*Exercise details:* Can you retype only the lines from the one with "Task: indicate one point per instance of the grassy" through the final line of the material, exactly as given?

*Entries provided:*
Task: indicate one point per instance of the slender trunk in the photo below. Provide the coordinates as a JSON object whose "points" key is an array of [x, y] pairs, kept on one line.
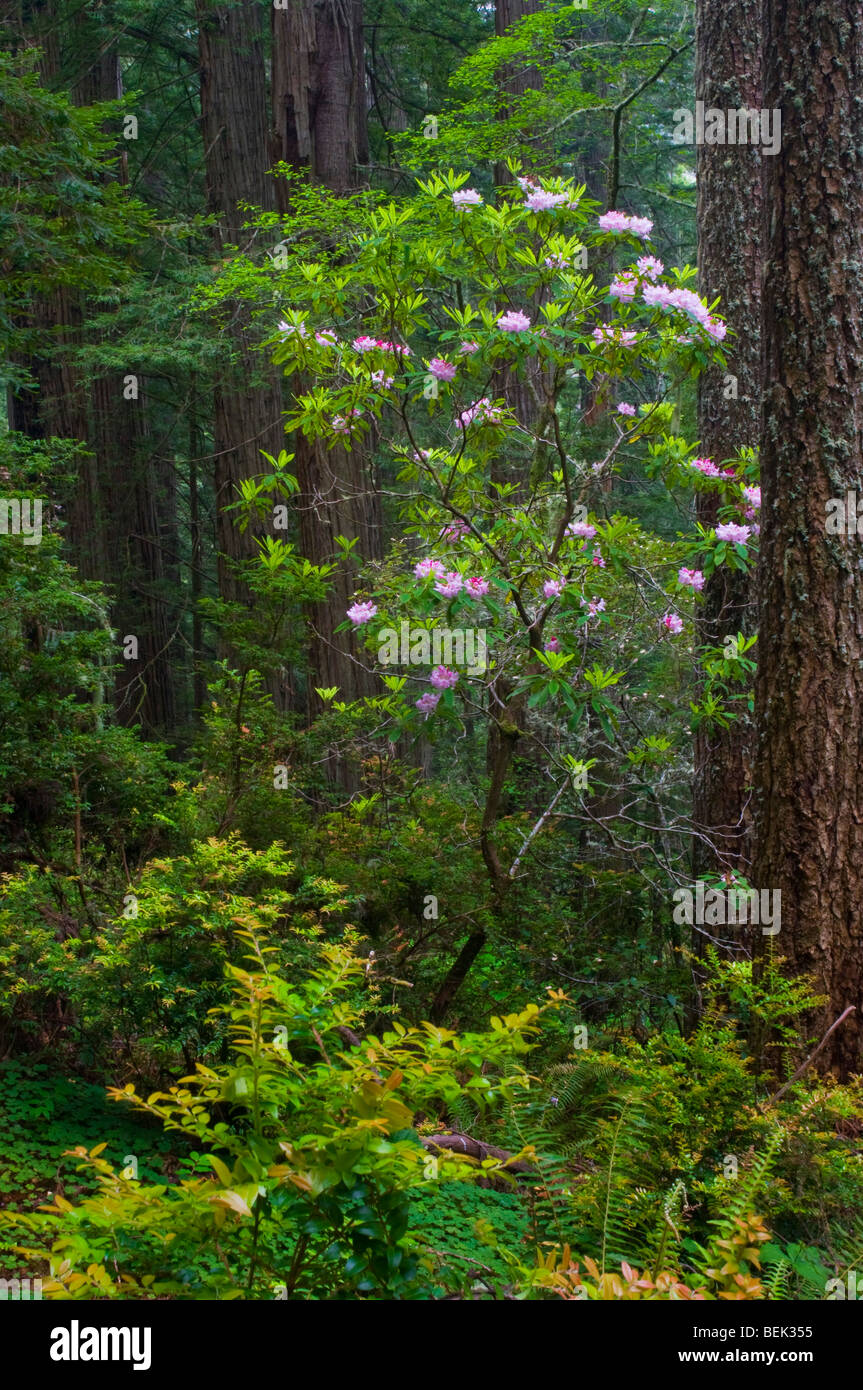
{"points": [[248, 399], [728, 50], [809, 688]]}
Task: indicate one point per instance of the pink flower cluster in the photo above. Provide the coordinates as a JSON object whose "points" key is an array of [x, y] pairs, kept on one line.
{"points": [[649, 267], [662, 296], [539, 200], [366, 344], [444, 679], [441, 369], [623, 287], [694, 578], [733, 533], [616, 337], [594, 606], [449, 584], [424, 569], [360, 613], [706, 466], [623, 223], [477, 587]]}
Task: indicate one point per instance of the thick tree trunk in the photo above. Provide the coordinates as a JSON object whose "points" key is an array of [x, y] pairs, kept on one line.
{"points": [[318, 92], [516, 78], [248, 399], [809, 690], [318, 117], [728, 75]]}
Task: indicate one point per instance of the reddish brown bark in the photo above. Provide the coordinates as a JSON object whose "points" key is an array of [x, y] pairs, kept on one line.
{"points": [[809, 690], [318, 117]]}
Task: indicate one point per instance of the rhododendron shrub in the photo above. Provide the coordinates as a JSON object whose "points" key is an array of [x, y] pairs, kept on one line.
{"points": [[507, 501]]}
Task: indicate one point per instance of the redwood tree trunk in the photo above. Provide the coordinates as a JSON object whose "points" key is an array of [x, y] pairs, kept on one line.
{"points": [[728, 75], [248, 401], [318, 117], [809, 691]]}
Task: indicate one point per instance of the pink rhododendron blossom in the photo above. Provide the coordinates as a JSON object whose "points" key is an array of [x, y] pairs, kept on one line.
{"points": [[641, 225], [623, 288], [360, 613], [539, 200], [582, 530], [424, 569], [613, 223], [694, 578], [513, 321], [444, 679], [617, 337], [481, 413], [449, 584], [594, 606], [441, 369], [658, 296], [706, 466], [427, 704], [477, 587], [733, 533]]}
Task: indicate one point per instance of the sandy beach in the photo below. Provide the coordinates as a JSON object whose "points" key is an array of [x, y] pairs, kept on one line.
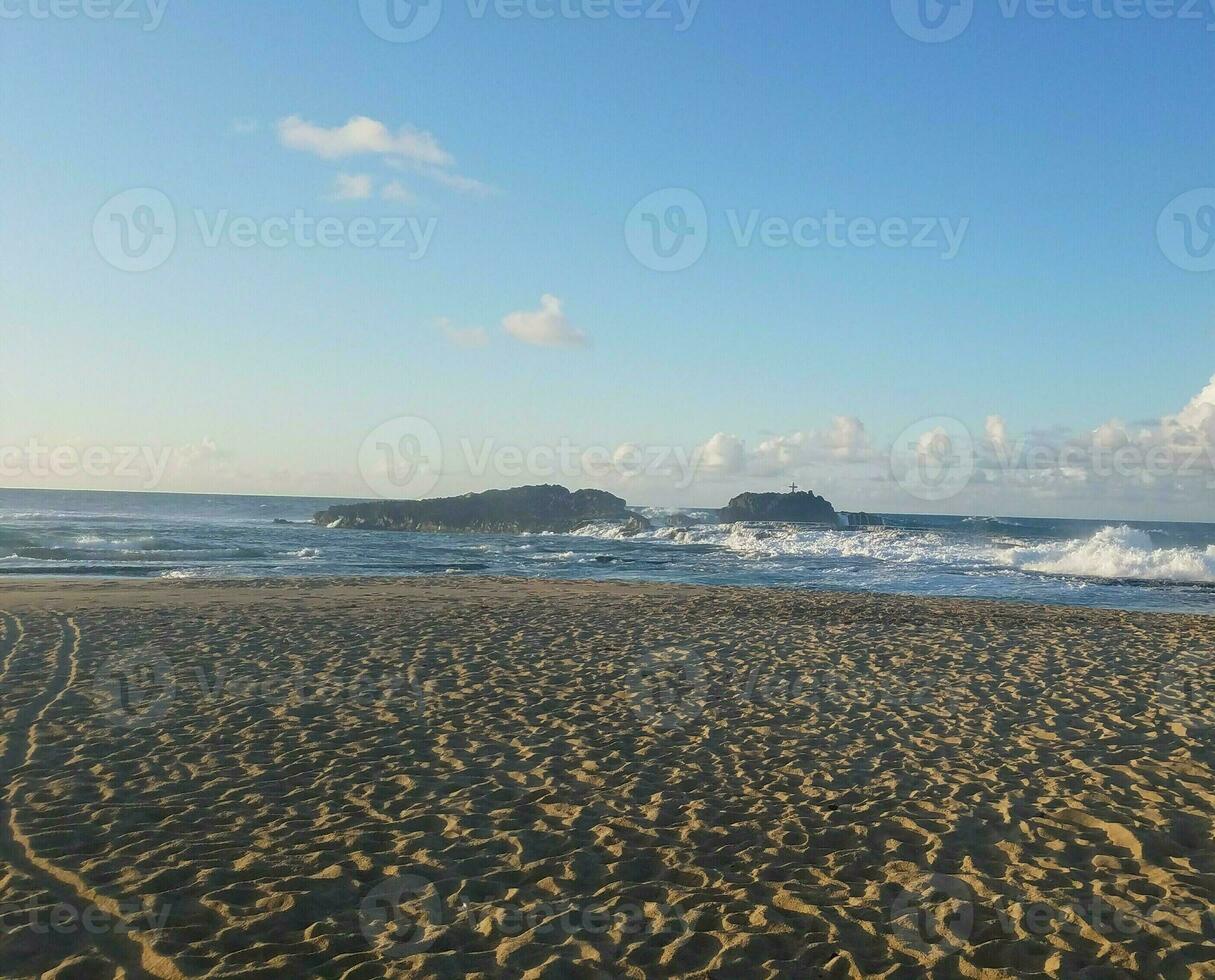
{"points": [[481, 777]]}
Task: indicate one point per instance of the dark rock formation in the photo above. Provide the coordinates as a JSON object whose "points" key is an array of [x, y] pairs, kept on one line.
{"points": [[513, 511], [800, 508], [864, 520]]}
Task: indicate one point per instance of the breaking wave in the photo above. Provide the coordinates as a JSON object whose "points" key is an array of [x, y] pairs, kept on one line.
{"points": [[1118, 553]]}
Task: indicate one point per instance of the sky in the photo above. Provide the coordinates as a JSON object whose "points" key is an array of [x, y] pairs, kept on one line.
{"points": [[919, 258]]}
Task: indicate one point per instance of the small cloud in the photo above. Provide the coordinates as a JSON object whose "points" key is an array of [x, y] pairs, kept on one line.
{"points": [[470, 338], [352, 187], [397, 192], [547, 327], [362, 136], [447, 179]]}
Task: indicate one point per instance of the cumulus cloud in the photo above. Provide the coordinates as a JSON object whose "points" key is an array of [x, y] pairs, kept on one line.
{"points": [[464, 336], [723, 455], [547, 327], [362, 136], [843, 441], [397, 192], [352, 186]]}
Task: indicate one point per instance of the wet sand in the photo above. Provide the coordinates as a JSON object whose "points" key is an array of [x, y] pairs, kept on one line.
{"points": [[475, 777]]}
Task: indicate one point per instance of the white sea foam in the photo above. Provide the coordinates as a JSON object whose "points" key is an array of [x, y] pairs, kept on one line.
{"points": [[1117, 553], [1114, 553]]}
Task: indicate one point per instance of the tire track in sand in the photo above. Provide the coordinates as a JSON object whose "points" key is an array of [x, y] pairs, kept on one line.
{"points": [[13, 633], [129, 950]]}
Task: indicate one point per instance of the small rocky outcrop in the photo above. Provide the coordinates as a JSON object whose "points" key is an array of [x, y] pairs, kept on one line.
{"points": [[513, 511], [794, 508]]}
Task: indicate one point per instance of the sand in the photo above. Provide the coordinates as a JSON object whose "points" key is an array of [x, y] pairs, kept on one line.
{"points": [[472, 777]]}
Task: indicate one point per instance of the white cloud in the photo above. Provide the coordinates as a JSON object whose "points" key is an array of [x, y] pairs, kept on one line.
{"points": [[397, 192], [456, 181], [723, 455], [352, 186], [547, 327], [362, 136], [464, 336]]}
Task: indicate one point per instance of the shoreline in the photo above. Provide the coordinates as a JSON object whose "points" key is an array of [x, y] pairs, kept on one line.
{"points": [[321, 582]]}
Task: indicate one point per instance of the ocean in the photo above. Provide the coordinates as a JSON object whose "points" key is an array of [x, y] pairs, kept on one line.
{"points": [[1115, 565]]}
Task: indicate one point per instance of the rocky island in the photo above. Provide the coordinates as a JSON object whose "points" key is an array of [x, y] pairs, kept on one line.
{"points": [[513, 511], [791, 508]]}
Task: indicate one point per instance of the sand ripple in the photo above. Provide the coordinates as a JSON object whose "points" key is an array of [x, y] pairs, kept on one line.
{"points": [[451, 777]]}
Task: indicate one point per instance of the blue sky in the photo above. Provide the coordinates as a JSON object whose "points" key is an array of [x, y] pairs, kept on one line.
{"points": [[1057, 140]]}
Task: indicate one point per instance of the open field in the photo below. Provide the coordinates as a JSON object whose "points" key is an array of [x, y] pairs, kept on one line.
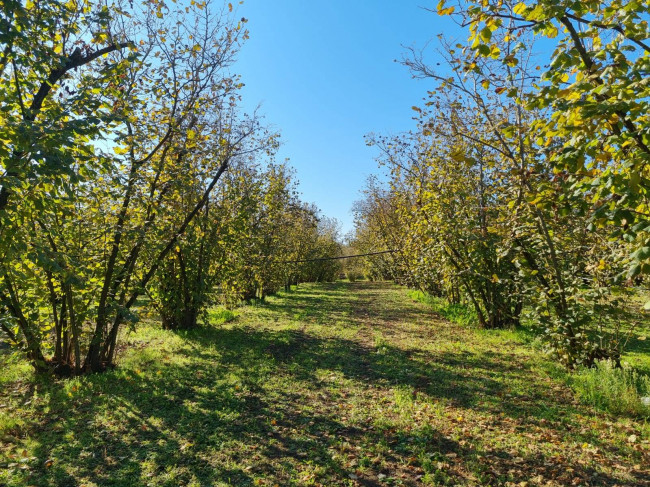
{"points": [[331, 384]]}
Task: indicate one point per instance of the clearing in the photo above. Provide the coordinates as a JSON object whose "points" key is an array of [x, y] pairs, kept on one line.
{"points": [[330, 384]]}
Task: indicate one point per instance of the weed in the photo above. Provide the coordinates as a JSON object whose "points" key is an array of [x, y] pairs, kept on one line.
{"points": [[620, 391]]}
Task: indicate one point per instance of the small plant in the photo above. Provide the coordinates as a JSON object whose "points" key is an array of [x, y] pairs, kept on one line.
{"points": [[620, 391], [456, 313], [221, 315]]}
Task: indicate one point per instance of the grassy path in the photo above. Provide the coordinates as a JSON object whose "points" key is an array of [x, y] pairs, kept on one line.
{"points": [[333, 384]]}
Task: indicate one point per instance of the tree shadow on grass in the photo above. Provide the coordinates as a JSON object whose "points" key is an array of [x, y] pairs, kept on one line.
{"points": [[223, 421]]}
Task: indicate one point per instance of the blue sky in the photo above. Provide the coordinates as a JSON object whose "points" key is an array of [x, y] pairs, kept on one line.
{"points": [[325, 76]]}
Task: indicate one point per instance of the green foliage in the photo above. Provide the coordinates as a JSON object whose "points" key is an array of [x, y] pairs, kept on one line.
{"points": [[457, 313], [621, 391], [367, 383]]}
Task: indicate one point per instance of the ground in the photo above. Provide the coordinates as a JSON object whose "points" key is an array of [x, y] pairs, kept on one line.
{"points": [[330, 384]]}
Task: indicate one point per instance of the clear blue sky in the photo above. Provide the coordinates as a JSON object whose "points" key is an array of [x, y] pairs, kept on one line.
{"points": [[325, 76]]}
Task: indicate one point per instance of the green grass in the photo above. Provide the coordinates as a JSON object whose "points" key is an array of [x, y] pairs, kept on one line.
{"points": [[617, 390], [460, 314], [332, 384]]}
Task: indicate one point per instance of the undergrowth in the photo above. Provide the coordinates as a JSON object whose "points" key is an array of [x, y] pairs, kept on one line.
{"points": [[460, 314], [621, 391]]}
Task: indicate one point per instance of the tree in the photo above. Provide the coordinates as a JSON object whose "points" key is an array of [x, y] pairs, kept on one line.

*Full response:*
Task: indicate one point per instance of the grassy path in the photo above. Provide the coordinates as a JSON object whose "points" key is an array of [x, y] pairs, kept on one line.
{"points": [[333, 384]]}
Task: indicate one point per instance of the tree shadow on grass in the photo above. Provide the coordinates as a JSON object whose "points" key is an array of [x, y] pairs, kept on one line.
{"points": [[223, 421]]}
Task: indicate one point per instance of the blue sky in the photo above. Provide the coordinates as a JSON object whose "points" key is an array of [x, y] pairs, kept on one line.
{"points": [[325, 76]]}
Task: indicate one point per instance of the green foliage in the photo above. Provide the coordinates as a JSON object whose "points" key is an array of [x, y] pairs, kept on one line.
{"points": [[457, 313], [621, 391], [367, 383]]}
Task: indicate one point per instance of the ground in the photo above. Provide the coordinates as a JSON object whose "points" key is an array of [x, y] pairs, kept on one line.
{"points": [[330, 384]]}
Task: indicate one point per instance of the clear blue sky in the photo above. Provide the coordinates as a JSON object whose "points" key is an array of [x, y] pairs, kept on one line.
{"points": [[325, 76]]}
Task: indicate one point per instance of the green grass in the photo above. Provide the coordinates as a JSON object whose "points" key is an array of [x, y] pairs, kept on one line.
{"points": [[617, 390], [460, 314], [332, 384]]}
Task: indicate one point per instance of the undergrowth in the photo above. Provide the coordinates as a JSON object whose "points" key is an array of [x, y] pairs, kept on one line.
{"points": [[460, 314], [621, 391]]}
Task: indicate one point per instance of the tree in the photo above. Provide the coordinates as a JSON object whose "points" key is an array of [x, y] pairs, kept on one line.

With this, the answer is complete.